--- start MATERIALS PROVIDED ---

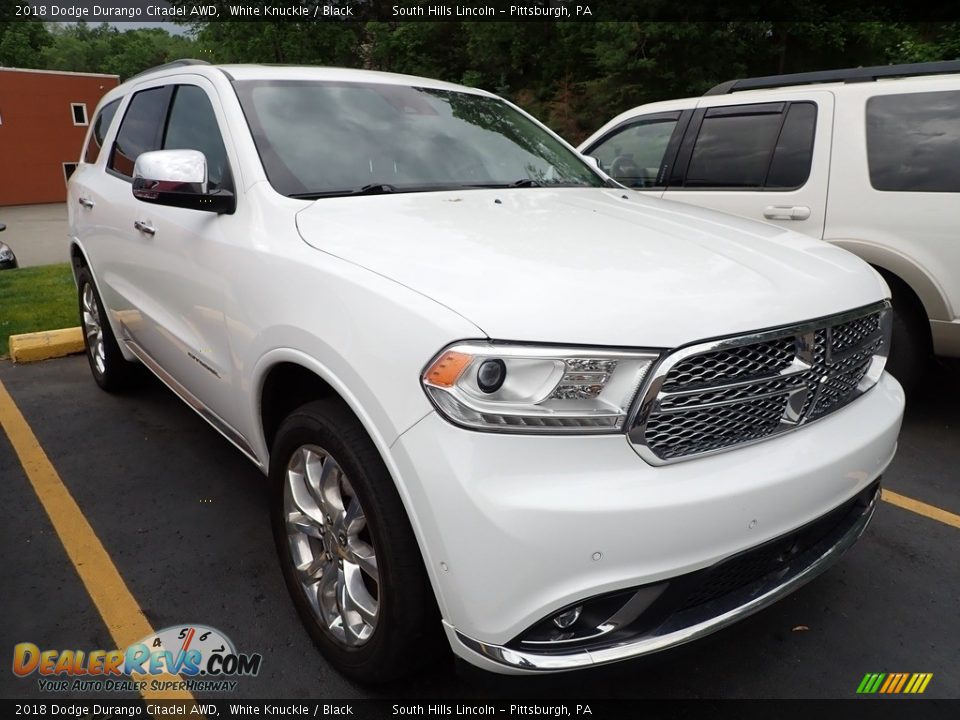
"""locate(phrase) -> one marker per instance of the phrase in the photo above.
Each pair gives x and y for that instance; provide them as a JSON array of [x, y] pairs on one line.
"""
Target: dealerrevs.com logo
[[203, 657]]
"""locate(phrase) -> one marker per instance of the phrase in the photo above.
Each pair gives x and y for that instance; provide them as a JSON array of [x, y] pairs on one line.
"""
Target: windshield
[[320, 139]]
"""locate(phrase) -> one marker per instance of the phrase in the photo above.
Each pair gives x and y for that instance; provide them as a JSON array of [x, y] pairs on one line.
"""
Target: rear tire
[[347, 551], [110, 369]]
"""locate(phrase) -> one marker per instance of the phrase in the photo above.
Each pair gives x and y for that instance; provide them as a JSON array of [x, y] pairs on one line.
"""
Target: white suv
[[866, 158], [497, 396]]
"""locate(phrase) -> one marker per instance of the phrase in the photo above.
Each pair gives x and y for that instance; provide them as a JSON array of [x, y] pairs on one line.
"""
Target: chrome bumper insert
[[712, 616]]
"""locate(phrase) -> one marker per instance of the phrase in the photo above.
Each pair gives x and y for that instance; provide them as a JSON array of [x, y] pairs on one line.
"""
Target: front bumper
[[516, 528], [700, 620]]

--- end MATERIALS PROVIDED ---

[PROBLEM REQUIREMENTS] Copy down the stretch from the start of the entries through the line containing "[[320, 139]]", keeping each line identical and leaving out the pictures.

[COMPLETE OUTPUT]
"""locate(phrase) -> one marker per instance of the phrase in the photo above.
Each pair gives x and y for that instance; provide them as a JSON array of [x, y] pairs on one line.
"""
Target: dealerrevs.com logo
[[203, 657]]
"""locate(phrase) -> one marker per instance of the phrase in the photo above.
Each pair gives x and y for that instance; provide them as a JSON array of [x, y] pairs on one line.
"""
Target: windshield
[[320, 139]]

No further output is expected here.